Supplied entries:

* * *

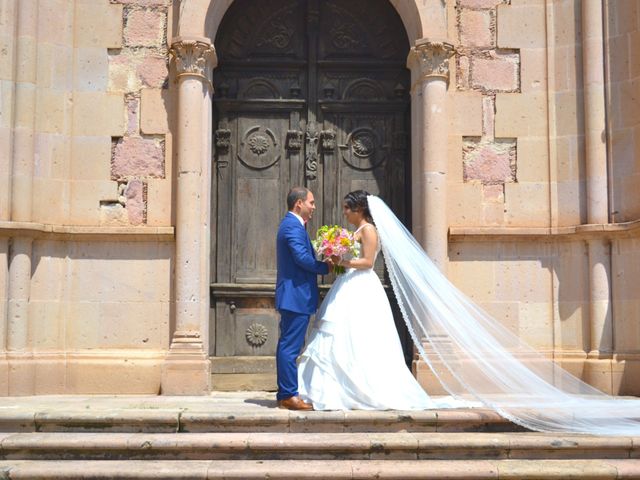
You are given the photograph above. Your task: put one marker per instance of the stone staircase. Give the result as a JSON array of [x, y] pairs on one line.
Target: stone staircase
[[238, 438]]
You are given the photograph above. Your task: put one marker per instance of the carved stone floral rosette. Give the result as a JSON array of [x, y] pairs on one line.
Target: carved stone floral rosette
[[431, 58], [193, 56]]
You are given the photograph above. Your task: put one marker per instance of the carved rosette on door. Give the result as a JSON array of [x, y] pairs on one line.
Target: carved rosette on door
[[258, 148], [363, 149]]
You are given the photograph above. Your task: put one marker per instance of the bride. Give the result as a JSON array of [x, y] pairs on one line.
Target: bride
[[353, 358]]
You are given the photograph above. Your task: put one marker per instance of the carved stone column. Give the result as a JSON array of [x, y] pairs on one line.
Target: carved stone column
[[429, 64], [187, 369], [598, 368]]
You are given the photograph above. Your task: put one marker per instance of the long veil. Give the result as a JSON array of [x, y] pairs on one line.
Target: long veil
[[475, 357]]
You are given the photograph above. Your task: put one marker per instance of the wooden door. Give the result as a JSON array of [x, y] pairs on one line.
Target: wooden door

* * *

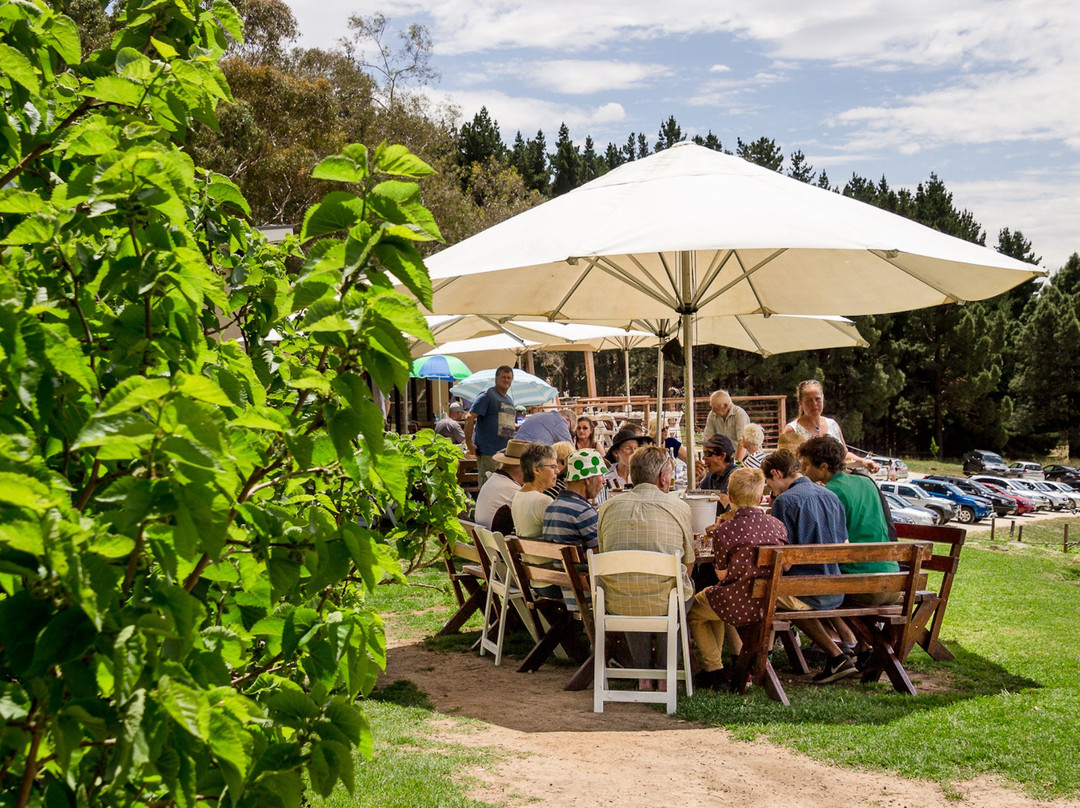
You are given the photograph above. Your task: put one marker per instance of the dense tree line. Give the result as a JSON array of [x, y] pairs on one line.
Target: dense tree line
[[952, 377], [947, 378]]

* * *

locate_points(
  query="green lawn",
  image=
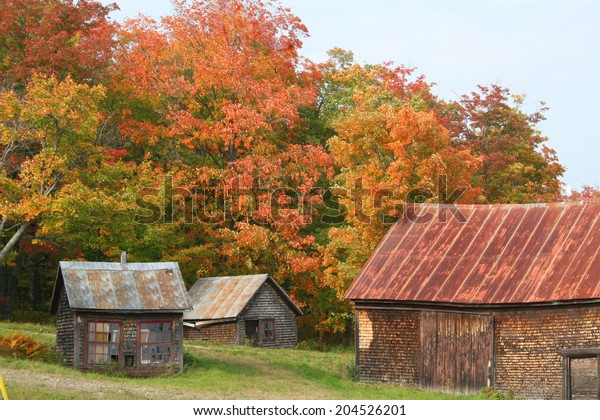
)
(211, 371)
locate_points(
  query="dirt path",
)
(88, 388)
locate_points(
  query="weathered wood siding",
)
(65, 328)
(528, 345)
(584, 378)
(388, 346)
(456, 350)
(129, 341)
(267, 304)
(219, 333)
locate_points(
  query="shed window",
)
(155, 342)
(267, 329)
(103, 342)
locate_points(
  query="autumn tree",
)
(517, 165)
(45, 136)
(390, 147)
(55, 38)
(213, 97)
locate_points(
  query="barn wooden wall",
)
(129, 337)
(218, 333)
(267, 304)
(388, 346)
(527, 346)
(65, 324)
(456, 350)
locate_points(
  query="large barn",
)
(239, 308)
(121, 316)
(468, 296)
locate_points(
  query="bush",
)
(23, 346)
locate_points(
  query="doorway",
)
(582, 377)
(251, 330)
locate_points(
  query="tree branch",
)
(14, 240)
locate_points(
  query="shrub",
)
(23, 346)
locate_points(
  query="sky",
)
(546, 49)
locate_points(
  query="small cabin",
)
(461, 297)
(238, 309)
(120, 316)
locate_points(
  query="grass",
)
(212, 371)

* * *

Problem description:
Read through the records above and copy the lines that contain "wooden".

Response to the task:
You are given the photograph above. Your task: put one marker per instance of the wooden door. Give the result as a JSON array of [x, y] pairs on one line.
Target: wooden door
  query="barn wooden wall",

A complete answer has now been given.